## Exercise
Without omission or alteration, write out all of the data.

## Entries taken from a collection

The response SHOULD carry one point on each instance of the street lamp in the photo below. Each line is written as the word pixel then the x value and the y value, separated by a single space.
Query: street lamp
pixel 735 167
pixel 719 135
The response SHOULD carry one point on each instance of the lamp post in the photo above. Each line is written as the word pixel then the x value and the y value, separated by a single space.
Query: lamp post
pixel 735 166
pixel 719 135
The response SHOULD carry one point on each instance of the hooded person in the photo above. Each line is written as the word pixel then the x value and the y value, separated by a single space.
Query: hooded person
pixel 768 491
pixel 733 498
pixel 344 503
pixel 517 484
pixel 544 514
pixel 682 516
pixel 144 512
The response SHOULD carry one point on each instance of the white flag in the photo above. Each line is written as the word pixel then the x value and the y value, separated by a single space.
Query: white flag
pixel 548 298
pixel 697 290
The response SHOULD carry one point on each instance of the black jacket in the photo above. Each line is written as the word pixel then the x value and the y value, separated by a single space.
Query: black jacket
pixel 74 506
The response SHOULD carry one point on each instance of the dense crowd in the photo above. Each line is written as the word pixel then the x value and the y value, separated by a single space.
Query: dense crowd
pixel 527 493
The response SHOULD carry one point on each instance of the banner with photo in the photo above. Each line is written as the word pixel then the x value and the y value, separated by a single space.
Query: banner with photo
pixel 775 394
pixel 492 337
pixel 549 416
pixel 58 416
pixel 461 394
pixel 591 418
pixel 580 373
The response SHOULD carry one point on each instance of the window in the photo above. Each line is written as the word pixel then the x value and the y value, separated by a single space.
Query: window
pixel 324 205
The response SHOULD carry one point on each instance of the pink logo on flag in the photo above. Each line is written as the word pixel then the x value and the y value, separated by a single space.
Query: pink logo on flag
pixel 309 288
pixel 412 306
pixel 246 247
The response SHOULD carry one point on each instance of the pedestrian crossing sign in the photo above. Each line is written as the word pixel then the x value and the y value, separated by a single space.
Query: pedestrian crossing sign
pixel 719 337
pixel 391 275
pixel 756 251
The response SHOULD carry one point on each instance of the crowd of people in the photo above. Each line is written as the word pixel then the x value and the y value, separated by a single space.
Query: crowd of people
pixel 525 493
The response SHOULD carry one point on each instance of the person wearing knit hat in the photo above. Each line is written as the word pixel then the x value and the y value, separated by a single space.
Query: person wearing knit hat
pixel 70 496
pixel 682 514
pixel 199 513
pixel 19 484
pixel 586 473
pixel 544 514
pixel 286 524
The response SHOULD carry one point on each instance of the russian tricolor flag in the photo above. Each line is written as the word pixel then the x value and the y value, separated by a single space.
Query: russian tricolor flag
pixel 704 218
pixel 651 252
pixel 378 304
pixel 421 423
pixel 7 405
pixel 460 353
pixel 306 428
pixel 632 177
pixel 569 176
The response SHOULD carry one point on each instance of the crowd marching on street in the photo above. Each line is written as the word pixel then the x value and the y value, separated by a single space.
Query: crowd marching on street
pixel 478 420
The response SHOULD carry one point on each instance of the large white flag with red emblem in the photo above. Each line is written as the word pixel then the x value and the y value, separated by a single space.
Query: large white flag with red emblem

## Output below
The response SHOULD carry one point on each instance of the street lamp in the photo below. Each line is written as the word pixel then the x value and the y value, separated by a single space.
Query: street lamp
pixel 735 167
pixel 719 135
The response SHOULD carry one point on each instance of the lamp post in the photo above. Each line is written as the word pixel then the x value and the y value, separated by a single space.
Query: lamp post
pixel 735 166
pixel 719 135
The response SHOULD carry one point on each instance of the hooded person in the photo above. Each line is written as the word pixel then the x value and the y value, separated by a single space.
Query: hooded person
pixel 768 491
pixel 733 498
pixel 344 503
pixel 517 484
pixel 544 514
pixel 682 516
pixel 144 512
The response SHOULD carry one point on each instance of the white flag in the photo above. Each line is written as the word pixel then the x value and the y value, separated by a single space.
Query: white flag
pixel 548 298
pixel 697 290
The response SHOULD carry one point on each instance of the black jacket in the photo above. Each line is written as the word pixel then the x value and the y value, separated by a single space.
Query: black jacket
pixel 74 506
The response SHOULD carry one point on each instance of the dense crowd in the photo above. Each line is written as the word pixel then the x value and the y value, separated by a single space.
Query: dense crowd
pixel 527 493
The response SHOULD carry one point on each instance of the banner with photo in the photo above. Each line is written as the word pixel then the x value and the y value, separated by a single space.
Query: banner with photo
pixel 775 394
pixel 492 337
pixel 549 416
pixel 58 416
pixel 461 394
pixel 591 418
pixel 580 373
The response SHOULD carry one point on each instance of the window in the photo above. Each line is written as the word pixel then the x value and the y value, separated by a single space.
Query: window
pixel 324 205
The response SHOULD carry one point on each instance of the pink logo on flag in the photo above. Each line is written as the word pixel then the x value and the y value, separated by a single space.
Query: pink logo on flag
pixel 309 288
pixel 412 306
pixel 246 247
The response SHOULD carry one point on each instance of the pedestrian crossing sign in the photo above. Each line is written as the word pixel then the x value and the y value, separated by a single space.
Query: pedestrian crossing sign
pixel 719 337
pixel 391 275
pixel 756 251
The response SHOULD carry one point on each instance of the crowd of people in the photo above. Each line is written as the word pixel then the x value and the y value, separated by a single space.
Query: crowd of people
pixel 525 493
The response SHOULD carry one point on each instance of the person wearing knit hat in the photo above. Each line is written as the word pixel then the x value and the y value, separated by a single space.
Query: person wearing knit hat
pixel 70 496
pixel 682 514
pixel 199 513
pixel 19 484
pixel 586 473
pixel 544 514
pixel 286 524
The response SHOULD carry one point on each instance of the russian tricolor flag in the photo above. Each line is written as the word pixel then the x value and the y value, separated by a single space.
Query: russian tricolor flag
pixel 704 218
pixel 651 252
pixel 378 304
pixel 421 423
pixel 7 405
pixel 460 353
pixel 306 428
pixel 632 177
pixel 569 176
The response SHOULD carry one point on each instance of the crowd marching on street in the photo above. Each line is written as the word pixel then the x value and the y value, separated by a single space.
Query: crowd marching on street
pixel 478 420
The response SHOULD carry one point on each instance of the large white flag with red emblem in the photo above. Each line is written as the word pixel then the x value and the y value, separated by a single space.
Query: large white flag with red emblem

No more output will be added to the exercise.